--- Begin INPUT MATERIAL ---

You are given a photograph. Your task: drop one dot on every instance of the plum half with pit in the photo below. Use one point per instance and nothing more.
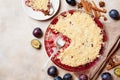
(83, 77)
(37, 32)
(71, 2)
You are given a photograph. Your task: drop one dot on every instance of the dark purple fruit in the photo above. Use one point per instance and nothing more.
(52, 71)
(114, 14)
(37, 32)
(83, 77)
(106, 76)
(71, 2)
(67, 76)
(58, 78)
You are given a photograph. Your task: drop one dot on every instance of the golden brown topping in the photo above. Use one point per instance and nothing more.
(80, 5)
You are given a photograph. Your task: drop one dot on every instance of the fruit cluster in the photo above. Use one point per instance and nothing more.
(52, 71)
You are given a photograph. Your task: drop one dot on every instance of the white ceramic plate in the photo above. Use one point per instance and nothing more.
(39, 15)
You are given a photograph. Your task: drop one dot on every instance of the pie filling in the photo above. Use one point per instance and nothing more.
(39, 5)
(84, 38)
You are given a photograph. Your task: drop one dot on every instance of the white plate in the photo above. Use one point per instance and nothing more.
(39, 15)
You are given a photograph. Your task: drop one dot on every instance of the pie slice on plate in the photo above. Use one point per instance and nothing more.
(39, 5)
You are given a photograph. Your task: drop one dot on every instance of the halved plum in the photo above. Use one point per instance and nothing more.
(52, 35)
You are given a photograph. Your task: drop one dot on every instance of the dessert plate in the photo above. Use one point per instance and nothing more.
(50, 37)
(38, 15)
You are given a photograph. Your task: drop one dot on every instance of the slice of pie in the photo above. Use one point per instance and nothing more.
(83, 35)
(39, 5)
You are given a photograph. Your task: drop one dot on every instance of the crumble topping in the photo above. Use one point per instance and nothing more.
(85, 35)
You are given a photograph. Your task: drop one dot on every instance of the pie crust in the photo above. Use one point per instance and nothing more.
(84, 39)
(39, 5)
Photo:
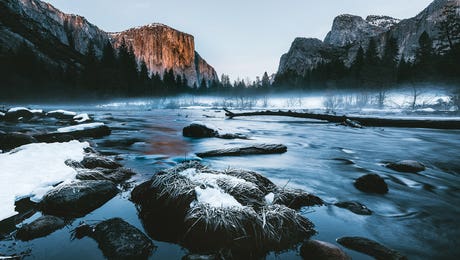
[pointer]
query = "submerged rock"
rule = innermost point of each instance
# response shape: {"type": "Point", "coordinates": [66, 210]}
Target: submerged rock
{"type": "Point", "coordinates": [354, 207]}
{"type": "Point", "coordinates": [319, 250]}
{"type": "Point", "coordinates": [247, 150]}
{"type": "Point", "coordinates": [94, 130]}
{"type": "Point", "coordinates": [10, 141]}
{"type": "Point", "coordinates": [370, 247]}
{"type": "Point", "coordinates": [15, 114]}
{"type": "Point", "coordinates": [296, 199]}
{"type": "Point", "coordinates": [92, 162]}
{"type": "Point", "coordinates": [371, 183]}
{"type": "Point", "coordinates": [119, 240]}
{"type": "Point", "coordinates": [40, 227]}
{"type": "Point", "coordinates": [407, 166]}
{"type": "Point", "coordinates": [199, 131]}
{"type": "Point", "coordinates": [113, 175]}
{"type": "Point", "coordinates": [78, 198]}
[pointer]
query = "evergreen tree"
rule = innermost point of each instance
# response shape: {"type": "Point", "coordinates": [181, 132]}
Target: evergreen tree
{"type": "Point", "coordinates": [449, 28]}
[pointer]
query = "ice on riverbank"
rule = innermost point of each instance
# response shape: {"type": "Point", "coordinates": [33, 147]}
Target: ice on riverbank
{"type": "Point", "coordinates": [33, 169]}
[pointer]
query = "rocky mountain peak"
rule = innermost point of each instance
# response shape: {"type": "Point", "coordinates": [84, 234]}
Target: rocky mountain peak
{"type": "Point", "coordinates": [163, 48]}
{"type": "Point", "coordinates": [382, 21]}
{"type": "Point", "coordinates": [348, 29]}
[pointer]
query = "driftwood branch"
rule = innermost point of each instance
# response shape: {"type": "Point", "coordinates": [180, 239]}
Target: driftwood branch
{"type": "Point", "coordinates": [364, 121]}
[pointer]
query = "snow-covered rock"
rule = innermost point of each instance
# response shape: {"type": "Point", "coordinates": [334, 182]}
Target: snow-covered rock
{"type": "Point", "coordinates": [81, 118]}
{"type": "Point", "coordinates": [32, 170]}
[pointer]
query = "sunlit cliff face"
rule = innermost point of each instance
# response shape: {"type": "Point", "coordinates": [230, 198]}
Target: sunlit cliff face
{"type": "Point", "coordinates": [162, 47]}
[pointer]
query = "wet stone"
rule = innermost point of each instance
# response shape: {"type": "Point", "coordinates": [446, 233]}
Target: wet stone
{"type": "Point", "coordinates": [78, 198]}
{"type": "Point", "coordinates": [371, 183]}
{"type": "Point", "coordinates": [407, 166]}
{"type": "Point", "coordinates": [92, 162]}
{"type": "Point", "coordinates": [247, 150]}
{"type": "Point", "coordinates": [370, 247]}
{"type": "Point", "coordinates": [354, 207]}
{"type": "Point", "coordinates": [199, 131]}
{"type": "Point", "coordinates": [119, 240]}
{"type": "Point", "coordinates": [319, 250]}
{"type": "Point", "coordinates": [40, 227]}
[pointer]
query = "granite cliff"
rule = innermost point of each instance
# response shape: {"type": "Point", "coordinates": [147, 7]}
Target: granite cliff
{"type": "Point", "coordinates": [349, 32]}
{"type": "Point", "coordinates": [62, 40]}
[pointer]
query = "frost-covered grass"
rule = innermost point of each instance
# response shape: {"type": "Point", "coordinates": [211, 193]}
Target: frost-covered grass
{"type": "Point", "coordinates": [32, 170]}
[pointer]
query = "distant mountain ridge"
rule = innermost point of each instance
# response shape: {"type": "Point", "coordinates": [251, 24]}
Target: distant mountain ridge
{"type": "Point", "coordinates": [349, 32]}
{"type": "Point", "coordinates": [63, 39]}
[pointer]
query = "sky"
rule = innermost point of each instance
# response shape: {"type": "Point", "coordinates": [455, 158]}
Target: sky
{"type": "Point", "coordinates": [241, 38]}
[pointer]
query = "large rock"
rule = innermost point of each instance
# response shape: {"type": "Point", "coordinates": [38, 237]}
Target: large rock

--- End INPUT MATERIAL ---

> _WHAT TO DO_
Count the lines in the rows above that contain the string "frost", and give only that number.

> _FULL ANSWER_
2